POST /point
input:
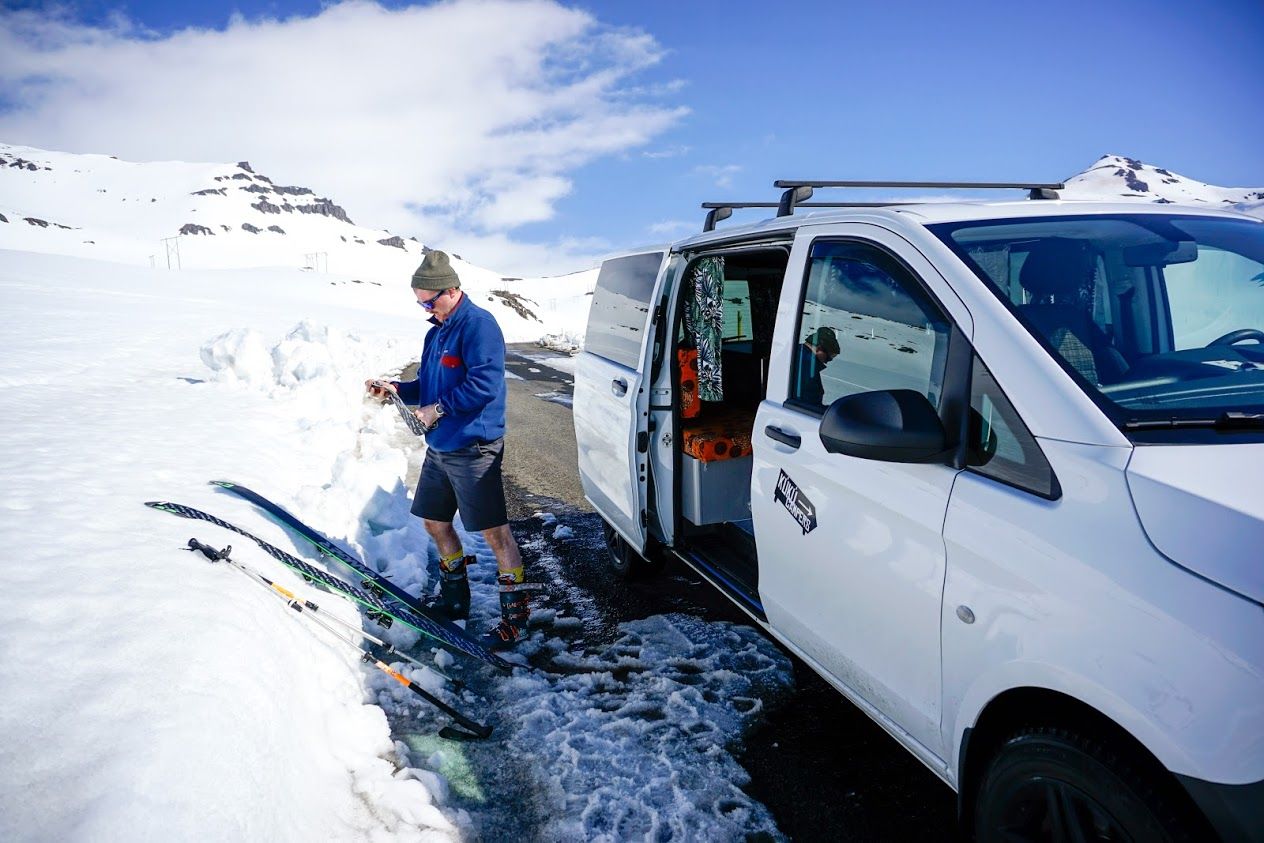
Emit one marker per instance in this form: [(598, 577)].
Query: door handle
[(793, 440)]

■ Your objective:
Could you write out the records again exactly, omitting each image?

■ Task answer:
POST /point
input:
Emit one marker per instance in this form: [(598, 577)].
Query: door handle
[(793, 440)]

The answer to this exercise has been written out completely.